• [Extracted text]
--------

Pope Francis on Sunday engineered what may prove to be a seismic shift in the Catholic hierarchy in the United States, elevating not one or two, but a full three new American cardinals seen as belonging to the centrist, non-cultural warrior wing of the country’s hierarchy.
The pontiff announced a consistory, the event in which new members are inducted into the Church’s most exclusive club, for Nov. 19, coinciding with the end of his special jubilee Holy Year of Mercy.
The list includes 13 new cardinal-electors, meaning those under 80 and eligible to vote for the next pope, and features three Americans after Francis bypassed the U.S. in both 2014 and 2015.
The three Americans are Archbishops Blase Cupich of Chicago and Joseph Tobin of Indianapolis, as well as Bishop Kevin Farrell of Dallas, recently chosen by Francis to head his new “dicastery,” meaning a Vatican department, on Family, Laity and Life.

--------

• [Entries shown]
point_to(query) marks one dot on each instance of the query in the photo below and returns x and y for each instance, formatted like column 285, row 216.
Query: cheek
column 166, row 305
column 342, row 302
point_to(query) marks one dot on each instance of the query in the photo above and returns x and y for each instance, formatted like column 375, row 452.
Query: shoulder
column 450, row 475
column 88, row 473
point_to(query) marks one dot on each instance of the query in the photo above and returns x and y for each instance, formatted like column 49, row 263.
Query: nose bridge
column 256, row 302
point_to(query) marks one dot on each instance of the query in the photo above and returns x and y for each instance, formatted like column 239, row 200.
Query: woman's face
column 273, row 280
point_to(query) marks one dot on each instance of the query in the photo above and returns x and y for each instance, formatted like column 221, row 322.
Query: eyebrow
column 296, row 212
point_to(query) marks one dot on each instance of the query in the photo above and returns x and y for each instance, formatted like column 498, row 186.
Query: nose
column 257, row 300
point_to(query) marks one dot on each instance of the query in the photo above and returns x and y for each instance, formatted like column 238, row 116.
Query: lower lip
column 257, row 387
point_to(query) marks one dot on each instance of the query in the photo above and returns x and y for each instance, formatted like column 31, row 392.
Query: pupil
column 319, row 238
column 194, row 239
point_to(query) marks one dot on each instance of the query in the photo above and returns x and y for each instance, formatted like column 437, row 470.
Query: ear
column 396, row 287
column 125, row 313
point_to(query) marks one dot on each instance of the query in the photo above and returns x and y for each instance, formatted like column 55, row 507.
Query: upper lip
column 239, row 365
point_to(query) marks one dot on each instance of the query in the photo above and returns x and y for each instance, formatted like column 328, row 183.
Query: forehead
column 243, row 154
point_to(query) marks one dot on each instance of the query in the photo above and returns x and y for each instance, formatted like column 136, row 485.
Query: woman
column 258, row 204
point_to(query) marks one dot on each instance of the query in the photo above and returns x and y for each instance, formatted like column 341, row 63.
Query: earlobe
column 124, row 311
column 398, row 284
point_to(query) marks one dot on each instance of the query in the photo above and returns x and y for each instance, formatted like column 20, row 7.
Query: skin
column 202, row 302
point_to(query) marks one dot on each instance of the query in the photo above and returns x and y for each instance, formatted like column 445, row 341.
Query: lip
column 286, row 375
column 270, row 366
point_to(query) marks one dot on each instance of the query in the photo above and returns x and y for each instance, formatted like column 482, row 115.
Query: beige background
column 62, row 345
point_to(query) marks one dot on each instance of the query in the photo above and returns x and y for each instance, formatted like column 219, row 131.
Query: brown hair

--------

• [Stated problem A]
According to the article on Pope Francis's new cardinals, on what date will the consistory be held?
• [Stated problem B]
Continue the article on Pope Francis's new American cardinals from its final sentence.

• [Final answer A]
November 19

• [Final answer B]
While none of these three figures would be seen as “liberal” by secular standards, they are perceived as belonging to the more progressive camp in the Catholic hierarchy.
Of the three, Cupich and Farrell were quasi-expected, although one never knows with the unpredictable Francis. Chicago is an archdiocese that’s long been held by a cardinal, and Farrell’s new Vatican post seemed to beckon a cardinal at the top.
Tobin, however, is more of a surprise. Indianapolis is not a traditional “red-hat” see, meaning a diocese typically led by a cardinal, and his name had not featured prominently in much of the speculation leading up to the consistory announcement.
While the choice of a relatively small American city to have a cardinal could be seen as consistent with Francis’s passion for outreach to the peripheries, taken in tandem with both Cupich and Farrell, it seems more plausible that Francis was making a statement about the direction in which he wants the American church to go.
Had Francis held more to convention in his American picks, the logical candidates beyond Cupich would have been Archbishop Jose Gomez of Los Angeles and Charles Chaput of Philadelphia, both American cities historically led by cardinals.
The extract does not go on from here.